** Passage to read **
»»
Body mass index over the adult life course and cognition in late midlife: the Whitehall II Cohort Study

INSERM U687-IFR69, Hopital Paul Brousse, Villejuif, France.
American Journal of Clinical Nutrition (Impact Factor: 6.92). 12/2008; 89(2):601-7. DOI: 10.3945/ajcn.2008.26482
Source: PubMed

ABSTRACT The extent to which cognition in late midlife is influenced by lifetime obesity is unclear.
We examined the association between body mass index (BMI) over the adult life course and cognition in late midlife and assessed the cumulative effects of obesity and underweight.
Data from the Whitehall II Study were examined. BMI at 25 y (early adulthood) was self-reported at phase 1 and was measured in early midlife (mean age = 44 y; phase 1) and in late midlife (mean age = 61 y; phase 7). Cognition (n = 5131) was assessed in late midlife (phase 7) by using the Mini-Mental State Examination and tests of memory and executive function, all of which were standardized to T scores (mean +/- SD: 50 +/- 10).
Both underweight and obesity were associated with lower cognition in late midlife and with early adulthood, early midlife, and late midlife measures of BMI. Being obese at 2 or 3 occasions was associated with lower Mini-Mental State Examination scores and scores of memory and executive function in analyses adjusted for age, sex, and education [difference (95% CI) in mean T scores compared with normal-weight group: -1.51 (-2.77, -0.25), -1.27 (-2.46, -0.07), and -1.35 (-2.45, -0.24), respectively]. Participants who were underweight at > or =2 occasions from early adulthood to late midlife had lower executive function [difference (95% CI) in mean T score: -4.57 (-6.94, -2.20)]. A large increase in BMI from early to late midlife was associated with lower executive function.
Long-term obesity and long-term underweight in adulthood are associated with lower cognitive scores in late midlife. Public health messages should promote a healthy weight at all ages.
««
** Try it **
Transcribe the BMI and cognition abstract word for word, everything from "INSERM U687-IFR69, Hopital" down to "obesity and underweight.". The entries that come next are separate from the BMI and cognition abstract.

** Information **
»»
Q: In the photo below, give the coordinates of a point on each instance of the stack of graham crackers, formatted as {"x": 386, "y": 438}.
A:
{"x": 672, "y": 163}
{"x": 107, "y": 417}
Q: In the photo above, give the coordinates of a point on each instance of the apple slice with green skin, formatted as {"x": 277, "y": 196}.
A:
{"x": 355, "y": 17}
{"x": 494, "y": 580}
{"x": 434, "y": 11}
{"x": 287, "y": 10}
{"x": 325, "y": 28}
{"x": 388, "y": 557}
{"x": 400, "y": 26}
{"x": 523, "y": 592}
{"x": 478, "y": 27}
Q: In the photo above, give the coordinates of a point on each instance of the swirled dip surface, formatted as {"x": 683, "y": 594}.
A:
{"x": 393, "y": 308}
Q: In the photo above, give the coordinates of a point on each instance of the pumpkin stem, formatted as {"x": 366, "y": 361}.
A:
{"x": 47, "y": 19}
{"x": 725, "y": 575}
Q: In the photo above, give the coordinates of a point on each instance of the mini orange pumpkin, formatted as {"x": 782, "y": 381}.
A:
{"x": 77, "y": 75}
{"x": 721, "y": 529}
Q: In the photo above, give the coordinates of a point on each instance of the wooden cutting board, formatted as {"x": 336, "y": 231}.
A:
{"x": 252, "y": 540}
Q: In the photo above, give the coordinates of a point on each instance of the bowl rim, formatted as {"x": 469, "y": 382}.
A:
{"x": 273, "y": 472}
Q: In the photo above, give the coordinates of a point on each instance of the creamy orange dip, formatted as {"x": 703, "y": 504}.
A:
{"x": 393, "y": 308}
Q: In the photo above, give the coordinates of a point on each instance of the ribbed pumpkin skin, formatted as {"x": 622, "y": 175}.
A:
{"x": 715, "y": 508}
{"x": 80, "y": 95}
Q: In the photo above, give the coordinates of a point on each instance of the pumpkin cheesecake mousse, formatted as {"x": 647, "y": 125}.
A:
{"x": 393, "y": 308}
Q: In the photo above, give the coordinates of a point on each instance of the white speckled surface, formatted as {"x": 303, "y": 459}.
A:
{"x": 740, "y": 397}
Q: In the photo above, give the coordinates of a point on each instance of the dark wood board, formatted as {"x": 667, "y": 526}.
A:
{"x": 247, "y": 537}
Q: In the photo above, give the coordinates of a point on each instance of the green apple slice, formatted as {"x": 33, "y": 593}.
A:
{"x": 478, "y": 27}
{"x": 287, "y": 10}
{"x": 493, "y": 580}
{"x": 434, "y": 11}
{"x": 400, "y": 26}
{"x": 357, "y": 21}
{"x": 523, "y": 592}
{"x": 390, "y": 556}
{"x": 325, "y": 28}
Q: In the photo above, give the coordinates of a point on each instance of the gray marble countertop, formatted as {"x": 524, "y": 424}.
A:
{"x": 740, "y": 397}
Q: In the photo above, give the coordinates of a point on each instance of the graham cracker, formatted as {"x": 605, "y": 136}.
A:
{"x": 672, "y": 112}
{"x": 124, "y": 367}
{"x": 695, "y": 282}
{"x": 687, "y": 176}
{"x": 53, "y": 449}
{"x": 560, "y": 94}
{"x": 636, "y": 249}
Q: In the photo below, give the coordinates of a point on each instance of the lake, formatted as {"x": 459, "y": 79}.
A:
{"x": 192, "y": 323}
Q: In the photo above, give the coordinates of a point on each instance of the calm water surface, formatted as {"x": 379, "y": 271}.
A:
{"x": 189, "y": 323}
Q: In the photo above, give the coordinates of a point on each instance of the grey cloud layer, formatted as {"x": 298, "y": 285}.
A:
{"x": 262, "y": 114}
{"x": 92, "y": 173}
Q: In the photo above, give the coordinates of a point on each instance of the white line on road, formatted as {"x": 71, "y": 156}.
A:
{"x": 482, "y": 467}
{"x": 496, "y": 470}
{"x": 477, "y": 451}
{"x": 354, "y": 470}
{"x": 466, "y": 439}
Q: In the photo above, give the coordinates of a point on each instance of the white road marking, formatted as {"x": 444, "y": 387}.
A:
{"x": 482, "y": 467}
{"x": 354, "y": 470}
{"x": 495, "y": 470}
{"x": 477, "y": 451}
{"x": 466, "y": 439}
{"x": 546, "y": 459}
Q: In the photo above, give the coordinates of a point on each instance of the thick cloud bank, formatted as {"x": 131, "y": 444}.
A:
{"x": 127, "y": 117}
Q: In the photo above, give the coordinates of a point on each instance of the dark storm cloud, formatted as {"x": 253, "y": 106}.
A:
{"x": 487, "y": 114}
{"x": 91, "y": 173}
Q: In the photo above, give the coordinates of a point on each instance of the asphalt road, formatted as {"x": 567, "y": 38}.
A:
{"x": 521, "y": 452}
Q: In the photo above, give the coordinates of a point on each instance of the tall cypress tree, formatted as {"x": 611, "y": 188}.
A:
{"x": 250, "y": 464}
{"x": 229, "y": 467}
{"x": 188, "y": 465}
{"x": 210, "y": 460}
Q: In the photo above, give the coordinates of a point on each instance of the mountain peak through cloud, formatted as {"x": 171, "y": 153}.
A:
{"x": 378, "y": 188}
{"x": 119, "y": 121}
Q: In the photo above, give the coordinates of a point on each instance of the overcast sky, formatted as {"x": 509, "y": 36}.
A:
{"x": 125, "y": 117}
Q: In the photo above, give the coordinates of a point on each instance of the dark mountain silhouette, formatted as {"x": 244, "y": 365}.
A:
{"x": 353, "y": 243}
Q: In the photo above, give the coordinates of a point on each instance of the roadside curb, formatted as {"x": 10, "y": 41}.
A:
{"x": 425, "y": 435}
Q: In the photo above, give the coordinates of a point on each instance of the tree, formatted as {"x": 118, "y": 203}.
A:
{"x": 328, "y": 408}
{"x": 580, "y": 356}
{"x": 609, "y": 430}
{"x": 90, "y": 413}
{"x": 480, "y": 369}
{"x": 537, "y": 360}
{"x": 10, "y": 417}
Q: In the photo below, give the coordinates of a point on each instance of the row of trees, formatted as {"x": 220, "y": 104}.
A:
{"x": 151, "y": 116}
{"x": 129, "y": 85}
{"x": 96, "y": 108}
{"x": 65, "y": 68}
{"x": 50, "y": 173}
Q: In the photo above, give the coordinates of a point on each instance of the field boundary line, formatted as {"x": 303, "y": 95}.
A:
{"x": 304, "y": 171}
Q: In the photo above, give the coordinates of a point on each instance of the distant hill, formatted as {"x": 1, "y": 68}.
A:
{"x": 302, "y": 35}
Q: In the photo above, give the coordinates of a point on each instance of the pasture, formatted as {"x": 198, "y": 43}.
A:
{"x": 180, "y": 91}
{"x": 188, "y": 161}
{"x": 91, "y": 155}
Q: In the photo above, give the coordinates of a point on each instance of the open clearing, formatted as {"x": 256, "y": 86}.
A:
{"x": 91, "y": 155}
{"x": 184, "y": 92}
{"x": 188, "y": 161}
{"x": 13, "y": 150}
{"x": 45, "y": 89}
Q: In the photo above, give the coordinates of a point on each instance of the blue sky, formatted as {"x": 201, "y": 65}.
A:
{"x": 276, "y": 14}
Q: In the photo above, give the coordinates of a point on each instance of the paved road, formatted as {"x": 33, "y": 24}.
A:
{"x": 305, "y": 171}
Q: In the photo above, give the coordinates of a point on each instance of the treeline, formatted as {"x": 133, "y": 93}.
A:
««
** Finished task **
INSERM U687-IFR69, Hopital Paul Brousse, Villejuif, France.
American Journal of Clinical Nutrition (Impact Factor: 6.92). 12/2008; 89(2):601-7. DOI: 10.3945/ajcn.2008.26482
Source: PubMed

ABSTRACT The extent to which cognition in late midlife is influenced by lifetime obesity is unclear.
We examined the association between body mass index (BMI) over the adult life course and cognition in late midlife and assessed the cumulative effects of obesity and underweight.